▸ **Your task**: Only lines containing the word "Target" belong in the answer; copy each one from the records.
═══ Source material
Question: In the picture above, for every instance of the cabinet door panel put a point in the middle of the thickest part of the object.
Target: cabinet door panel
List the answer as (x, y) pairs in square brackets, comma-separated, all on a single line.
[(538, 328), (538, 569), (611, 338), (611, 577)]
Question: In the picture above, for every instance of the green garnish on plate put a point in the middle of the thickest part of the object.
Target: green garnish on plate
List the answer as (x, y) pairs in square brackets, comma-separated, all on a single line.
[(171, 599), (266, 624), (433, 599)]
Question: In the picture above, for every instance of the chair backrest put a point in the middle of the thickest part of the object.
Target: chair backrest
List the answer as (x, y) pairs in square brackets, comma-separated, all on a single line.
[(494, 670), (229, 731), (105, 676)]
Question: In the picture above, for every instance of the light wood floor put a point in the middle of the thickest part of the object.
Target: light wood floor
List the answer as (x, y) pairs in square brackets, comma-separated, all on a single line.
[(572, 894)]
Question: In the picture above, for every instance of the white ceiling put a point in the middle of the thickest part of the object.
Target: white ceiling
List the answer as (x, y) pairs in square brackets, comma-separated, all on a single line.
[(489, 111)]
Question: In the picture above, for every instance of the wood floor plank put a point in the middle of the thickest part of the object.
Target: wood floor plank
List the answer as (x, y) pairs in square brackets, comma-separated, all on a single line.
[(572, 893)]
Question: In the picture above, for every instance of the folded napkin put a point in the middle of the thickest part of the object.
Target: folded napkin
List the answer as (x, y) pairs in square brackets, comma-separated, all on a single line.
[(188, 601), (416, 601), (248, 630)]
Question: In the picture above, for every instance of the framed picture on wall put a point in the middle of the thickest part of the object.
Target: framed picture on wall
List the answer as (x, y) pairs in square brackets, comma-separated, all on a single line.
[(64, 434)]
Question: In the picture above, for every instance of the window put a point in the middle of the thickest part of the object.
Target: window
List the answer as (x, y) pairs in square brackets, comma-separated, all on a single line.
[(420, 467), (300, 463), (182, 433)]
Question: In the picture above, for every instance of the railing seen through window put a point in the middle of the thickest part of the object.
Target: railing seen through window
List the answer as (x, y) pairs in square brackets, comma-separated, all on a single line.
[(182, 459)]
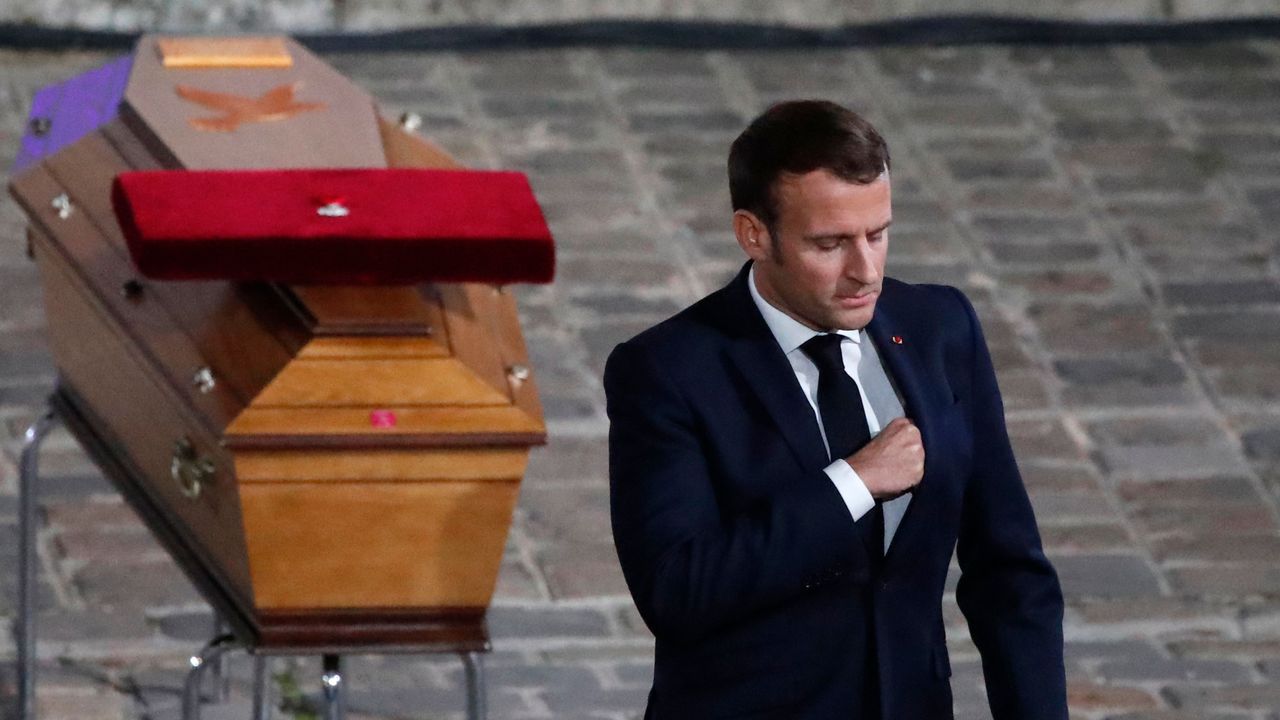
══════
▸ **Expected answer**:
Target: cabinet door panel
Target: green garnish on plate
Target: chair backrest
Target: light wood floor
Target: white ceiling
Target: wood floor plank
Target: folded napkin
Target: framed picture on wall
Target: window
Target: railing seen through window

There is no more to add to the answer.